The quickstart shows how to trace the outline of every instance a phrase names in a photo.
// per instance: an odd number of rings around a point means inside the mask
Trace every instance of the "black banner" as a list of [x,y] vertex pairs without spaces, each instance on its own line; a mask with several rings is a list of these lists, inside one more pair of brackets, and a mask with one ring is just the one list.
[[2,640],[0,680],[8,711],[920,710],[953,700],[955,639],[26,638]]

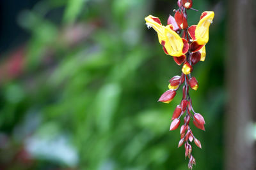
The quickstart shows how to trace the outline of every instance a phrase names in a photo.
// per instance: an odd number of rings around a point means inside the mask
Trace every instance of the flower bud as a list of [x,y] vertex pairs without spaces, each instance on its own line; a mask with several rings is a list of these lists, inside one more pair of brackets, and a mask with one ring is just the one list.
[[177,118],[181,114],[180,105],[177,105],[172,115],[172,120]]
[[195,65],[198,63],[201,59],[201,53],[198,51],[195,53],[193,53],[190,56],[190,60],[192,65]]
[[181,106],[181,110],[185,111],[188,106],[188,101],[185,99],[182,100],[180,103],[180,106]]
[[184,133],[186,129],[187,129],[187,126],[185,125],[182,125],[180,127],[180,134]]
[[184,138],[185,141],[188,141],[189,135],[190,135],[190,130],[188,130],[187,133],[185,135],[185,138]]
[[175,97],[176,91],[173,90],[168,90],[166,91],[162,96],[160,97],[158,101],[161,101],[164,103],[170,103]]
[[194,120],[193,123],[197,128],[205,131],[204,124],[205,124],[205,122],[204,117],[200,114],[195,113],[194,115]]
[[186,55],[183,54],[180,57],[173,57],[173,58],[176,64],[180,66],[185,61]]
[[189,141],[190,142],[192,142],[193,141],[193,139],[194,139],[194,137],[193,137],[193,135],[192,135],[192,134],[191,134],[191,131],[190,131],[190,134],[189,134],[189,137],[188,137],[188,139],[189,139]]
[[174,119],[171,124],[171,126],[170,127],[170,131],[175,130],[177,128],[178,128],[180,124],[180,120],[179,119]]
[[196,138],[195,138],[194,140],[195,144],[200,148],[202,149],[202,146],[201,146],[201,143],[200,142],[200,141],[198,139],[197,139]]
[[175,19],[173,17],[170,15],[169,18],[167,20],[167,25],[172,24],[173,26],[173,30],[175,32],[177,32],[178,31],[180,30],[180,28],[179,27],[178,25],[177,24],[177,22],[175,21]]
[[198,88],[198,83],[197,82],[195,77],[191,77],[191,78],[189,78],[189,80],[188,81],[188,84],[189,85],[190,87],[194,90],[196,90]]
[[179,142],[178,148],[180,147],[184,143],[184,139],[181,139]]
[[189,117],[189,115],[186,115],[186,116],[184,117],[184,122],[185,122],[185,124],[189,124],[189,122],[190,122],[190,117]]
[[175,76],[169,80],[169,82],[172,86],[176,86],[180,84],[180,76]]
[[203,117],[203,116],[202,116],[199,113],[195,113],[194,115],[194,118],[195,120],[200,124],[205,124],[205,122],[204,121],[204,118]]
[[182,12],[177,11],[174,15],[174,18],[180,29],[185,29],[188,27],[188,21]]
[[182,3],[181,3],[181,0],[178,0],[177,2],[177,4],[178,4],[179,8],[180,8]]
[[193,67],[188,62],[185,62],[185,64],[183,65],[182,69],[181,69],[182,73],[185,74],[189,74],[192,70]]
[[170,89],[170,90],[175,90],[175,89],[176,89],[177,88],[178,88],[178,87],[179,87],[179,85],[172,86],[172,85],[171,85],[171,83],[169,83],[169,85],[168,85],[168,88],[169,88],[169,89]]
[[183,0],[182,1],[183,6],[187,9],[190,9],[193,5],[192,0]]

§

TASK STATEMENT: Reproduce every record above word for word, but leave out the pictures.

FULL SOLUTION:
The quickstart shows how to trace the outline of every instance a phrase names in a photo.
// per instance: an odd number of rings around a point means inside the mask
Trace every instance of the "black banner" as a list of [x,y] vertex pairs without spaces, each instance on its own line; a mask with several rings is a list of these lists, inside one more pair of brackets, and a mask with one ring is just the one list.
[[2,640],[0,680],[8,711],[920,710],[953,700],[955,639],[26,638]]

The quickstart shows how to trace the outline of every instance a phrase names in a photo.
// per instance: an odd number of rings around a point means inside the mask
Trace every instance of the flower bud as a list of [x,y] vertex pairs without spaces, each instance on its own line; a mask with several rings is a list of these lists, inside one more pair of brackets, and a mask with one ring is just the one list.
[[177,118],[181,114],[180,105],[177,105],[172,115],[172,120]]
[[195,65],[198,63],[201,59],[201,53],[198,51],[195,53],[193,53],[190,56],[190,60],[192,65]]
[[181,106],[181,110],[185,111],[188,106],[188,101],[185,99],[182,100],[180,103],[180,106]]
[[184,133],[186,129],[187,129],[187,126],[185,125],[182,125],[180,127],[180,134]]
[[184,138],[185,141],[188,141],[189,135],[190,135],[190,130],[188,130],[187,133],[185,135],[185,138]]
[[175,97],[176,91],[173,90],[168,90],[166,91],[162,96],[160,97],[158,101],[161,101],[164,103],[170,103]]
[[194,120],[193,123],[197,128],[205,131],[204,124],[205,124],[205,122],[204,117],[200,114],[195,113],[194,115]]
[[186,55],[183,54],[180,57],[173,57],[173,58],[176,64],[180,66],[185,61]]
[[189,141],[190,142],[192,142],[193,141],[193,139],[194,139],[194,137],[193,137],[193,135],[192,135],[192,134],[191,134],[191,131],[190,131],[190,134],[189,134],[189,137],[188,137],[188,139],[189,139]]
[[174,119],[171,124],[171,126],[170,127],[170,131],[175,130],[177,128],[178,128],[180,124],[180,120],[179,119]]
[[196,138],[195,138],[194,140],[195,144],[200,148],[202,149],[202,146],[201,146],[201,143],[200,142],[200,141],[198,139],[197,139]]
[[175,19],[173,17],[170,15],[169,18],[167,20],[167,25],[172,24],[173,26],[173,30],[175,32],[177,32],[178,31],[180,30],[180,28],[179,27],[178,25],[177,24],[177,22],[175,21]]
[[198,88],[198,83],[197,82],[195,77],[191,77],[191,78],[189,78],[189,80],[188,81],[188,84],[189,85],[190,87],[194,90],[196,90]]
[[179,142],[178,148],[180,147],[184,143],[184,139],[181,139]]
[[189,117],[189,115],[186,115],[186,116],[184,117],[184,122],[185,122],[185,124],[189,124],[189,122],[190,122],[190,117]]
[[175,76],[169,80],[169,82],[172,86],[176,86],[180,84],[180,76]]
[[203,117],[203,116],[202,116],[199,113],[195,113],[194,115],[194,118],[195,120],[200,124],[205,124],[205,122],[204,121],[204,118]]
[[182,12],[177,11],[174,15],[174,18],[180,29],[185,29],[188,27],[188,21]]
[[182,3],[181,3],[181,0],[178,0],[177,2],[177,4],[178,4],[179,8],[180,8]]
[[193,67],[188,62],[185,62],[185,64],[183,65],[182,69],[181,69],[182,73],[185,74],[189,74],[192,70]]
[[170,89],[170,90],[175,90],[175,89],[176,89],[177,88],[178,88],[178,87],[179,87],[179,85],[172,86],[172,85],[171,85],[171,83],[169,83],[169,85],[168,85],[168,88],[169,88],[169,89]]
[[183,0],[182,1],[183,6],[187,9],[190,9],[193,5],[192,0]]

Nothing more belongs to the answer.